--- Document excerpt ---

++++++

FOR a man who has invested so much energy into telling people to “harden the f**k up”, Heath Franklin is a bit of a softie.
For one thing, the Australian comedian who performs as the character Chopper doesn’t have a bad word to say about the real Chopper — Mark “Chopper” Read . . . a career criminal with a liking for lopping off people’s toes. “I have to go back to Australia one day,” says the laconic comedian, in reference to Read’s prodigious appetite for violence.
For another, he won’t hear a bad word against New Zealanders. And that’s fair enough. Franklin has, after all, been making a good living out of making Kiwis laugh in roles from his current solo show (A Hard Bastard’s Guide to Life) to regular appearances on award-winning television show Seven Days.
He’s like some kind of comedy contortionist who is straddling the Tasman, one foot planted in his home town of Sydney, the other on the highways and byways of New Zealand.
Right now, it is the latter that is keeping Franklin busy, having this week started the nearly 20-date tour that brings him to Gisborne at the weekend.
It’s been going great guns — many venues around the country have been sold out (The Guide is told that Gisborne is close) and he has had to slip in a few extra shows.
And this is despite Franklin not having bothered to modulate his notoriously blue vocabulary for any of the provincial performances. He reckons that audience members have taught him a few new expletives during post-show meet-and-greets. And, really, anyone who books a ticket to a show subtitled How To Be Less Of A F**ktard and then complains about the language needs to think about how they can be less of a f**ktard.
In any case, the comedian reckons that New Zealanders do have a pretty relaxed sense of humour. “The reason I spend such a lot of time here is that I like it and I like the audiences,” he says. “New Zealanders really are what Australians think they are . . . laid back with a good sense of humour. Kiwis just don’t seem to get as stressed out about the little things.”
The recent popularity of the “ghost chips” anti-drink-driving advertisement was a good example, he added.
“If that went to air in Australia there’d be heaps of complaints . . . people would get offended,” he says of the ad’s cheeky humour. “So New Zealand is a bit of a haven for my Chopper. He doesn’t seem to piss as many people off over here.”
Working in New Zealand also meant that Franklin got to exercise his acting chops, taking a leading role in 2010 gothic Kiwi crime comedy Predicament
Not that he was a complete novice. Now aged 30, Franklin first started getting excited about performing around the year 2000, when he tried out for a comedy show being staged at his university.
He’d already spent a couple of years studying law “but then I looked around and thought I just can’t spend the rest of my life around these sorts of *****, so I transferred over to performance”. Over the following years he did as many theatre and comedy shows as he could, and by 2005 “Chopper” had debuted on Aussie comedy show The Ronnie Johns Half Hour and Franklin took him on the road.

++++++

--- Dataset content ---

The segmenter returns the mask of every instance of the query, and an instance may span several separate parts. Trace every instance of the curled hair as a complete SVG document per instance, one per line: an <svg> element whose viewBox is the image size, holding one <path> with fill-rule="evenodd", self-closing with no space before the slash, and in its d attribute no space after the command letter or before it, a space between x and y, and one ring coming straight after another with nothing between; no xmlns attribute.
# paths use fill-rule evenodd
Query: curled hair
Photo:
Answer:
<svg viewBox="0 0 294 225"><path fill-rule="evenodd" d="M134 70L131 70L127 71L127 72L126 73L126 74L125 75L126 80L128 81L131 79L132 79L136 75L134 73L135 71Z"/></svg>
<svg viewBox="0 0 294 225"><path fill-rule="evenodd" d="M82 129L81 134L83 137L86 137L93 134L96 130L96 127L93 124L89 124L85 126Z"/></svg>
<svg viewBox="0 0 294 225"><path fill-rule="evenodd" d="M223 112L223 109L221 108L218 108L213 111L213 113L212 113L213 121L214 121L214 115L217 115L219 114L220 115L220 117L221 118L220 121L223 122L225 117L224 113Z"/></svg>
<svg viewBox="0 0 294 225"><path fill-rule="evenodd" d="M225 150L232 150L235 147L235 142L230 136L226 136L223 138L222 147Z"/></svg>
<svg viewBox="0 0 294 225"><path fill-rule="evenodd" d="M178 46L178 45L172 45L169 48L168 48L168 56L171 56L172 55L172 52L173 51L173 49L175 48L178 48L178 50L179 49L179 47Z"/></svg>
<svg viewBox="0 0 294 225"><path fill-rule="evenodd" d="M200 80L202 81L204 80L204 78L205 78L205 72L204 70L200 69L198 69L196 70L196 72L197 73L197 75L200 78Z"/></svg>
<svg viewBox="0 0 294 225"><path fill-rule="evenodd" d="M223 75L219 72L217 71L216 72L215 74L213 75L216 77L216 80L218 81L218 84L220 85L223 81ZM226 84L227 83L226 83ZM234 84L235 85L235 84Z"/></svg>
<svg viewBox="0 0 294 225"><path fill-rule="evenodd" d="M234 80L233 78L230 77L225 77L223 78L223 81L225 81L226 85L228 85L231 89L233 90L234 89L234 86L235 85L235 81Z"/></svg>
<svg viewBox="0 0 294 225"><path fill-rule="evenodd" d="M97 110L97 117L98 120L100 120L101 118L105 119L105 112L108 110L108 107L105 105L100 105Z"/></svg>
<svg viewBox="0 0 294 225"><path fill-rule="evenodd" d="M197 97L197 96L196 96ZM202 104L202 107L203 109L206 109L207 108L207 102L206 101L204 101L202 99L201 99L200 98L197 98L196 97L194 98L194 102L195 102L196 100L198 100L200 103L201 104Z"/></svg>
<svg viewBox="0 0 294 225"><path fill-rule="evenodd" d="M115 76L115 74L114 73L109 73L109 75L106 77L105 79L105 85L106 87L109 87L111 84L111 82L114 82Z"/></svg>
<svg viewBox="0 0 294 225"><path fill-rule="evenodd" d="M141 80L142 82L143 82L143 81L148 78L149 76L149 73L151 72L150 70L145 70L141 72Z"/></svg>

++++++

--- Required tasks ---
[1] In the profile of comedian Heath Franklin, translate this sentence into Spanish: "The recent popularity of the “ghost chips” anti-drink-driving advertisement was a good example, he added."
[2] Repeat word for word the part of the Heath Franklin profile starting with "Working in New" and going on through "on the road.".

--- Numbered responses ---
[1] La reciente popularidad del anuncio de los “ghost chips” contra la conducción en estado de ebriedad fue un buen ejemplo, añadió.

[2]
Working in New Zealand also meant that Franklin got to exercise his acting chops, taking a leading role in 2010 gothic Kiwi crime comedy Predicament
Not that he was a complete novice. Now aged 30, Franklin first started getting excited about performing around the year 2000, when he tried out for a comedy show being staged at his university.
He’d already spent a couple of years studying law “but then I looked around and thought I just can’t spend the rest of my life around these sorts of *****, so I transferred over to performance”. Over the following years he did as many theatre and comedy shows as he could, and by 2005 “Chopper” had debuted on Aussie comedy show The Ronnie Johns Half Hour and Franklin took him on the road.